**Tasks**
#1 Which ingredients, with their quantities, does the cream cheese icing in the baking recipes call for?
#2 Can you write the next part of the baking recipes, picking up right after the last sentence shown?

##### Source text

As far as I can remember, these buns were the very first thing I helped my Auntie Florence to bake. My grandchildren love filling the holes with jam, just as I did.

Makes about 10

200g (7oz) self raising flour and 25g (1oz) ground rice


225g (8oz) self-raising flour

75g (3oz) caster sugar

75g (3oz) butter diced

1 organic egg

1 tablespoon full cream milk

homemade raspberry jam

egg wash

caster sugar

Preheat the oven to 220°C/425°F/gas mark 7.

Put the flour and ground rice, if using, into a bowl and add the caster sugar. Add in the diced butter and toss it in the flour. Then rub it into the dry ingredients with the tips of your fingers until the mixture resembles fine breadcrumbs. Whisk the egg with the milk and then use a fork to mix it with the dry ingredients until you have a softish dough.

Divide the mixture in two, roll each half into a thick rope and then divide each into five pieces. Form each piece into a round, dip your thumb in flour and make an indentation in the centre of each bun.

Drop a little spoonful of raspberry jam into the hole, then pinch the edges of dough together to cover the jam.

Transfer to a baking tray, brush the top of each raspberry bun with egg wash and bake for 10 – 12 minutes. Transfer to a wire rack, sprinkle with caster sugar and eat while nice and fresh.

Joshua’s Carrot, Coconut and Sultana Muffins



A lovely recipe which we have adapted from a super little book called ‘Grow It Cook It’ written by Amanda Grant published by Rhyland Peters and Small.

Makes 12

225 g (8 oz) carrots

3 eggs, preferably free range

140 g (4½ oz) pale soft brown sugar

6 tablespoons sunflower oil

150 g (5 oz) self raising flour

1 tsp mixed spice

70 g (3 oz) desiccated coconut

75 g (3 oz) mixed dried fruit eg. sultanas

A muffin tray lined with 12 paper cases

Preheat the oven to 180ºC/350ºF/gas mark 4.

Wash, peel and grate the carrots finely. Crack the eggs into a large bowl, whisk with a whisk until lightly beaten. Add in the sugar and continue to whisk until light and creamy. Gradually add in the oil whisking all the time. Mix the flour, mixed spice, coconut, sultanas and carrots. Then stir gradually into the base mixture until it is well incorporated. Use a tablespoon to divide the mixture as evenly as you can between the muffin cases. Bake in the preheated oven for 15-20 minutes or until firm and golden. Remove from the oven with oven gloves. Cool the muffins on a wire rack. They are delicious as they are but even yummier with some cream cheese icing on top

Cream Cheese Icing



3 ozs (75g) cream cheese

1 1/2 ozs (45g) icing sugar

1 1/2 ozs (45g) butter

grated rind on 1/2 orange



Mix all the ingredients together and spread over the top of the carrot muffins. Sprinkle with toasted flaked almonds or pumpkin seeds, crystallized flowers if you fancy.

India’s Candied Orange Squares


My grandchildren love to make these; they can use a palette knife to spread the icing and then get creative making patterns on top with the candied peel

Makes 24


6 ozs (175g) soft butter

6 ozs (175g) castor sugar

2 eggs, preferably free range

6 ozs (175g) self-raising flour

Orange Butter


rind of 2 oranges – finely grated

3oz (75g) butter

3 1/2 oz (100g) icing sugar

Candied Orange Peel


10 x 7 inch (25.5 x 18 cm) Swiss roll tin, well greased

Preheat the oven to 180ºC/350ºF/regulo 4.

##########
##### Provided records

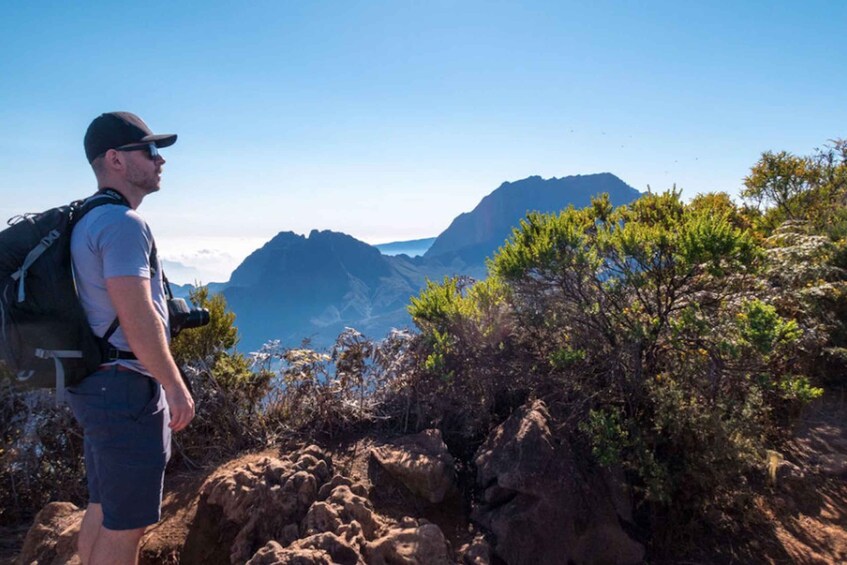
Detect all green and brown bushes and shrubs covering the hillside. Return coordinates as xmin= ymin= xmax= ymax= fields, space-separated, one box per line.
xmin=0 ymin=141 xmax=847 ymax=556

##########
##### Provided records

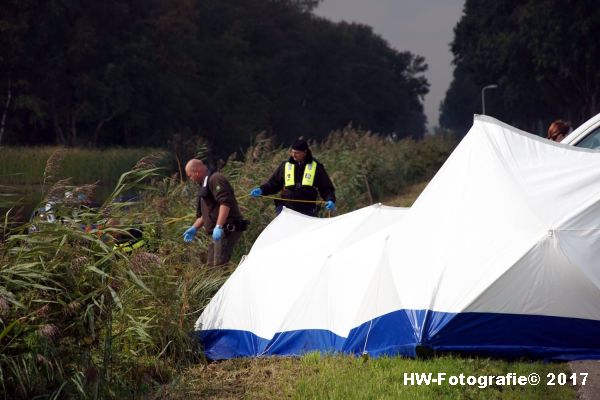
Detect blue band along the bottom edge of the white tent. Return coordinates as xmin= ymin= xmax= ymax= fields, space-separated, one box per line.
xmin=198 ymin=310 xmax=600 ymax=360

##########
##### Provided records

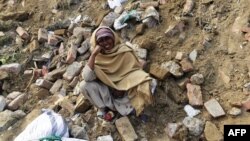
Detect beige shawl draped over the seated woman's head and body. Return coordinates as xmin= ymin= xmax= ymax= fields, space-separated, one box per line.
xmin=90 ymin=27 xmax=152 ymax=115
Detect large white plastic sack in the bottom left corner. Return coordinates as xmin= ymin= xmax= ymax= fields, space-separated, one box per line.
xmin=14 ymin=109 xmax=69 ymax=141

##########

**Answer list**
#1
- 3 ozs (75g) cream cheese
- 1 1/2 ozs (45g) icing sugar
- 1 1/2 ozs (45g) butter
- grated rind on 1/2 orange

#2
Put the butter, castor sugar, eggs and self-raising flour into a food processor. Whizz for a few seconds to amalgamate. Spread evenly in the well-buttered tin. Bake in the preheated oven for 20-25 minutes approx. or until golden brown and well risen. Meanwhile make the orange butter. Cream the butter with finely grated orange rind, add the sieved icing sugar, beat until light and fluffy. When the cake is cooked, leave to cool. Spread the orange icing over the cake. Cut into squares. Decorate each one with little diamonds of candied peel.



























Amelia Peggy’s Crumpets

Amelia’s Aunty Rachel showed her how to make these delicious crumpets.

  Makes 12

110g (4ozs) self-raising flour

1 teaspoon baking powder

25g (1oz) caster sugar

pinch of salt

1 egg

110ml (4fl ozs) milk

drop of sunflower oil, for greasing

Sift the flour and baking powder into a bowl, add the sugar and salt and stir to mix. Make a well in the centre, crack in the egg and whisk, gradually drawing in the flour from the edge. Add the milk gradually, whisking all the time, to form a smooth batter.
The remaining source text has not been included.